# EXTRAIT DE TEXTE
Il est l’écrivain qui a le plus intéressé le cinéma. Deux très beaux biopics lui ont déjà été consacrés –Truman Capote (2005) de Bennett Miller, et Infamous (2006) de Douglas McGrath –, et la deuxième saison de Feud lui est aujourd’hui dédiée.

Si les écrivain·es font généralement peu l’objet de biopics, c’est sans doute parce que l’acte d’écrire lui-même n’est pas furieusement cinégénique – imaginez un film de la longueur de Dune sur quelqu’un·e tapant à la machine ou l’ordinateur, ou rêvassant sur son fauteuil. D’ailleurs, dans Feud: Capote vs. the Swans, quand on aperçoit la machine à écrire de Truman Capote, c’est généralement en guise d’accessoire, l’écrivain étant plus occupé à virevolter autour un verre de bourbon à la main, en papotant ou en s’engueulant avec un ami présent dans son appartement. Capote a décidément quelque chose de plus : la mondanité glamour et alcoolisée. Mais Scott Fitzgerald partageait ces deux attributs, en plus de l’autodestruction, et pourtant, il n’a eu droit qu’à un très vague téléfilm, F. Scott Fitzgerald in Hollywood, en 1976. Alors, pourquoi Capote ?

Son empêchement à achever un roman et à le publier après De sang-froid en fait l’un des plus grands mystères de l’histoire de la littérature américaine – tout comme Salinger, qui ne semble pourtant pas troubler les nuits de Ryan Murphy ni d’aucun autre producteur. Non, si Capote fascine, c’est pour deux autres choses : avoir approché d’aussi près le mal (De sang-froid), et avoir trahi ses amies (La Côte basque, 1965). Capote est associé au meurtre, réel comme symbolique, sanglant ou social. Comme un écho, apparaît au détour de chaque épisode de Feud 2 le personnage d’Ann Woodward (Demi Moore), meurtrière supposée de son riche banquier de mari, et “victime” de Capote puisqu’elle se suicidera après la parution de La Côte basque, 1965 dans Esquire, en 1975.

# CONSIGNES
1. Pour chacune des affirmations suivantes, indiquez par oui ou par non si elle concorde avec l'extrait sur Truman Capote, en citant à l'identique les mots qui tranchent : (a) le téléfilm consacré à Scott Fitzgerald date de 1976 ; (b) Infamous a été réalisé par Bennett Miller ; (c) Ann Woodward est interprétée par Demi Moore.
2. Relevez tous les titres de films et de séries cités dans l'extrait.
3. Reproduisez le passage de l'extrait qui va de "Son empêchement à" à "1965 dans Esquire, en 1975.".
Les enregistrements qui suivent n'ont aucun rapport avec l'extrait.

# LIGNES DE DONNÉES
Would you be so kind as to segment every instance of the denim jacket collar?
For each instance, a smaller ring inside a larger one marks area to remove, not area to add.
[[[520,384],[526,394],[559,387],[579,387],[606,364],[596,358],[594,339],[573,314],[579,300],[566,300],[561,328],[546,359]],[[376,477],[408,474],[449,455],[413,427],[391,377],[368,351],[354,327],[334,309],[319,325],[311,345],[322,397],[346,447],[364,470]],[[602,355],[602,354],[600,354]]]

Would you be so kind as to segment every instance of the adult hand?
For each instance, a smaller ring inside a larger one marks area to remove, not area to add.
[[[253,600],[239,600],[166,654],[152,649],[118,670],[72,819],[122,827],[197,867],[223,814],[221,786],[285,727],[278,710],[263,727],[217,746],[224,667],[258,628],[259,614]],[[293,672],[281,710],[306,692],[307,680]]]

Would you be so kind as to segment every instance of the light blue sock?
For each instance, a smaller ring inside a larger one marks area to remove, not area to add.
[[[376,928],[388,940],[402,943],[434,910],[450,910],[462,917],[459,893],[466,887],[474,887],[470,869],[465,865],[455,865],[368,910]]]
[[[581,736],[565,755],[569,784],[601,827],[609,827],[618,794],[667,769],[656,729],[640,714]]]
==
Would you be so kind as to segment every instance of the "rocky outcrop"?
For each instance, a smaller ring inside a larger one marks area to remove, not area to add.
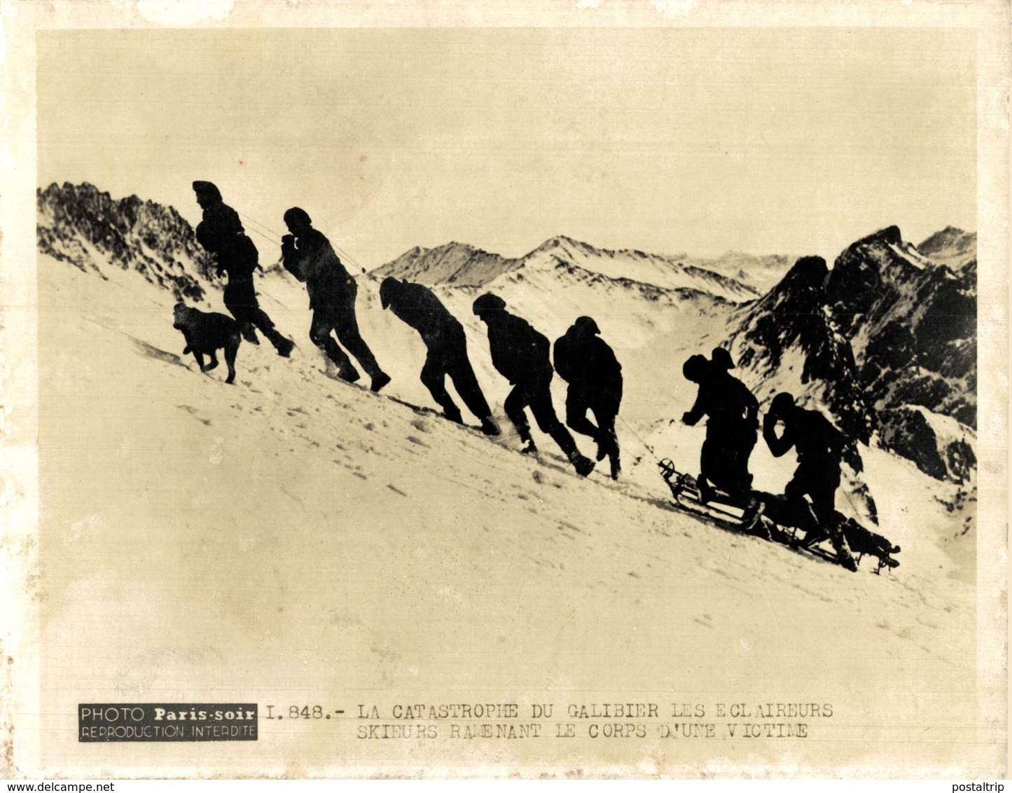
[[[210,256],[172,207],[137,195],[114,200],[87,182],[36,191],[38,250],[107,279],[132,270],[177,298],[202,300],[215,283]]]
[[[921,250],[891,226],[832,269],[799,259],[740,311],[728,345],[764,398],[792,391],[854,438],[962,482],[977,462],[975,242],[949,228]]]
--
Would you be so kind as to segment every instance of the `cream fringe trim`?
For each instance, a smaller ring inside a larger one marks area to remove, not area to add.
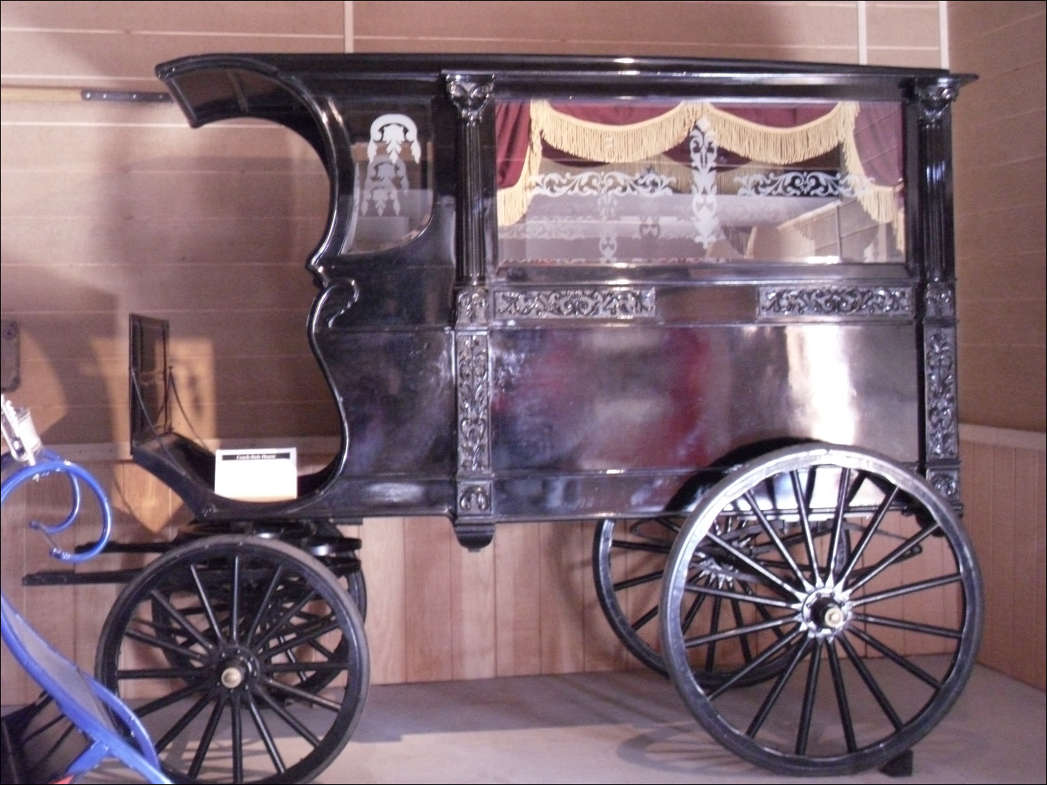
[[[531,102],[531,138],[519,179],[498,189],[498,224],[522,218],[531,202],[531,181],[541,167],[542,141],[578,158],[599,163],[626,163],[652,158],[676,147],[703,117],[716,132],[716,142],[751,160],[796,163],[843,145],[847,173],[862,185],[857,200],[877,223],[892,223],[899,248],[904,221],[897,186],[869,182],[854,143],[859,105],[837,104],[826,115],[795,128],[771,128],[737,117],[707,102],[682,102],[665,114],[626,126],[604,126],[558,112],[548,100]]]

# RÉPONSES ATTENDUES
1.
(a) Oui : « F. Scott Fitzgerald in Hollywood, en 1976 ».
(b) Non : « Infamous (2006) de Douglas McGrath ».
(c) Oui : « le personnage d’Ann Woodward (Demi Moore) ».

2. Truman Capote, Infamous, Feud: Capote vs. the Swans, Dune, F. Scott Fitzgerald in Hollywood

3.
Son empêchement à achever un roman et à le publier après De sang-froid en fait l’un des plus grands mystères de l’histoire de la littérature américaine – tout comme Salinger, qui ne semble pourtant pas troubler les nuits de Ryan Murphy ni d’aucun autre producteur. Non, si Capote fascine, c’est pour deux autres choses : avoir approché d’aussi près le mal (De sang-froid), et avoir trahi ses amies (La Côte basque, 1965). Capote est associé au meurtre, réel comme symbolique, sanglant ou social. Comme un écho, apparaît au détour de chaque épisode de Feud 2 le personnage d’Ann Woodward (Demi Moore), meurtrière supposée de son riche banquier de mari, et “victime” de Capote puisqu’elle se suicidera après la parution de La Côte basque, 1965 dans Esquire, en 1975.